Trecho do documento —
%%

Esse problema se reflete em muito de como a história é contada, e um bom exemplo disso foi a maneira como ele, Colleen e Claire decidiram ir atrás da Madame Gao. Em uma cena ele decide ir até a China atrás de respostas, duas cenas depois ele já está lá e já encontrou a base de operações dela e conseguiu informações de como entrar. No episódio seguinte eles já estão de volta a Nova York, com a Gao amarrada em uma cadeira. Não só os eventos foram corridos demais, como as motivações para tudo isso foram extremamente vagas. O próprio personagem principal disse que não tinha plano, que essa não era uma boa ideia e que ele não sabia o que ia fazer.
Aliás, não saber bem o que fazer foi algo recorrente com Danny. Suas conversas com o psiquiatra no começo da série forçam o público a se perguntar como que alguém aparentemente tão desprovido de inteligência possa ter vencido todos os oponentes para se tornar o Punho de Ferro. Ele teve diálogos ruins depois disso, mas esses momentos foram muito marcantes de uma maneira muito negativa. E fica bem difícil se interessar (e torcer) por um personagem principal tão problemático.
Mas a vantagem é que existe uma diferença bem grande entre um roteiro que simplesmente é ruim e um que não ficou bom por ter tentado ser ótimo: o segundo sempre traz pontos positivos bem marcantes. E no caso de Punho de Ferro os pontos positivos são vários.
O maior de todos são os personagens que estão ao redor de Danny, com o grande destaque sendo Colleen Wing. Parecendo muito mais uma protagonista do que uma personagem de apoio, Colleen foi a maior estrela da série e sempre que estava em cena tinha destaque positivo (curiosamente Misty Knight, sua parceira nos quadrinhos, também tinha um pouco disso em Luke Cage), chegando até a brilhar mais do que deveria. Tudo nela deu certo: a alteração na sua origem para fazer com que sua inserção na série e nesse universo fosse mais interessante e, principalmente, a atuação incrível de Jessica Henwick (especialmente nas cenas de ação), que conseguiu tornar a personagem ainda melhor do que a sua versão dos quadrinhos.
E o caso dela não foi algo inesperado, ela não teve mais destaque do que o público esperava por acaso. Os roteiristas souberam usar o potencial da Colleen desde o início, o que fica bem óbvio quando vemos que as melhores e mais marcantes cenas de luta foram todas dela. As lutas na gaiola tiveram uma intensidade enorme, lembrando muito do que vimos em Demolidor, com uma coreografia muito bem planejada e executada. Isso sem contar a cereja no bolo que foi a roupa branca que ela usou, fazendo referência direta à roupa que sua personagem dos quadrinhos usa.

%%

Instrução 1 — Reescreva tudo o que vai do início das linhas abaixo até a linha que contém "xmin=0 ymin=0 xmax=637 ymax=163", ambas as extremidades incluídas e com os pedidos, multiplicando por 0,3 cada coordenada das caixas e arredondando para números inteiros, com as metades para cima.

[Linhas de um conjunto de dados de rotulagem de caixas]
%%

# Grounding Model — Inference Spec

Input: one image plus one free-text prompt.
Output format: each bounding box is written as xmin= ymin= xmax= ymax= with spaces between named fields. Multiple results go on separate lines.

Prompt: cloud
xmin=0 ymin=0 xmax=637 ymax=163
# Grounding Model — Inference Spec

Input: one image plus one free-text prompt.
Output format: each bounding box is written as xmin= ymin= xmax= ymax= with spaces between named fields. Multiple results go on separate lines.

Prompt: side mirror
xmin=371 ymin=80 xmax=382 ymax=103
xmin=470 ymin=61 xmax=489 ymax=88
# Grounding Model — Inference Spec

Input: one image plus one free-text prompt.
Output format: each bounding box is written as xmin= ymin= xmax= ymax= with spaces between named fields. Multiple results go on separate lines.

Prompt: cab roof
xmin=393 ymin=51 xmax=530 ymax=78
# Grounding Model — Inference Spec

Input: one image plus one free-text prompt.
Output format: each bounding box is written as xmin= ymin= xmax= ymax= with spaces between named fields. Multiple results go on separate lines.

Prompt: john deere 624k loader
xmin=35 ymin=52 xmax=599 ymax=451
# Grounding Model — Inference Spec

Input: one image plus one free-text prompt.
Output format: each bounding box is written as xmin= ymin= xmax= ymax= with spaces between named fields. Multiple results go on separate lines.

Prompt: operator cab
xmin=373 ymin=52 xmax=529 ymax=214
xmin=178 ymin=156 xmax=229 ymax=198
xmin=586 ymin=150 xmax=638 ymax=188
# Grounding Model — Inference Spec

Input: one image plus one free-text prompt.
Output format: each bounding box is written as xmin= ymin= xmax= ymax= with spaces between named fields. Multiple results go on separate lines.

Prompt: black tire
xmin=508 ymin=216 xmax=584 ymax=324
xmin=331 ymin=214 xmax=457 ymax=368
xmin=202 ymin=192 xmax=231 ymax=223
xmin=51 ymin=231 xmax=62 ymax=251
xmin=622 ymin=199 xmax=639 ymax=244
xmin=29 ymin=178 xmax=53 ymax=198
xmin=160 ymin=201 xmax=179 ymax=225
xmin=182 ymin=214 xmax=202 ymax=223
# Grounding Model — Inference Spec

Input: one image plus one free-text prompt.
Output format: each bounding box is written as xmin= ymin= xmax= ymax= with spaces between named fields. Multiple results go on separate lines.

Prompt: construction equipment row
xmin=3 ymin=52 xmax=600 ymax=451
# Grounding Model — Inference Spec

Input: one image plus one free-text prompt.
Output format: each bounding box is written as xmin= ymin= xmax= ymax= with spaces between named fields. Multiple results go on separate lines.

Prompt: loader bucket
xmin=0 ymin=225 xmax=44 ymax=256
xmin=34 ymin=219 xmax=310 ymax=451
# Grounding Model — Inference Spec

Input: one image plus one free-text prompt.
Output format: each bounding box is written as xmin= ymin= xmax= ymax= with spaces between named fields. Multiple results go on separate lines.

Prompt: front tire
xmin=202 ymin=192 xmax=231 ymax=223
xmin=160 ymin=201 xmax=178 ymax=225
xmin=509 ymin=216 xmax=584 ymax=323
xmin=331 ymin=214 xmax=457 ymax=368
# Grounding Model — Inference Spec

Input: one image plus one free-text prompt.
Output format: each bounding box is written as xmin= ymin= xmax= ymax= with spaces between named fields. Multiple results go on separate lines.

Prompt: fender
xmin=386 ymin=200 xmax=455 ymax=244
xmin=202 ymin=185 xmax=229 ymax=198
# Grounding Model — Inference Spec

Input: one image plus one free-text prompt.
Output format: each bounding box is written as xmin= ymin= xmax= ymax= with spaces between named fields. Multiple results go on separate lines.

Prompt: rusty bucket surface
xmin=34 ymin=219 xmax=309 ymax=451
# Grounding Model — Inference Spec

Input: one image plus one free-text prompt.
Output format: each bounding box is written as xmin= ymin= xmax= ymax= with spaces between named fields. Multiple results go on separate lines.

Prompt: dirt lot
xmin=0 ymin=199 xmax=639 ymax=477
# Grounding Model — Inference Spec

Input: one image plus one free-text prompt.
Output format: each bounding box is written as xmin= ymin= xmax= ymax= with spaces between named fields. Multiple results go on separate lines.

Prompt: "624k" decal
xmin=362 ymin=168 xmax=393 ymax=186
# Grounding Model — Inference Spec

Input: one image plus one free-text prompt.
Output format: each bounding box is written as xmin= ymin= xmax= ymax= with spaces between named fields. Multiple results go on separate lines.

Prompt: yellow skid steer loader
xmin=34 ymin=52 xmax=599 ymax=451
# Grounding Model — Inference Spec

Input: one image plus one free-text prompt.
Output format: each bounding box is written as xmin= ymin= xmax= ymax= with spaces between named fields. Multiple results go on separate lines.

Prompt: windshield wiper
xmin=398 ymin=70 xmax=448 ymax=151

%%

Instrução 2 — Segundo o trecho, qual atriz interpreta Colleen Wing?

Solução do exercício 1 —
# Grounding Model — Inference Spec

Input: one image plus one free-text prompt.
Output format: each bounding box is written as xmin= ymin= xmax= ymax= with spaces between named fields. Multiple results go on separate lines.

Prompt: cloud
xmin=0 ymin=0 xmax=191 ymax=49

Solução do exercício 2 — Jessica Henwick.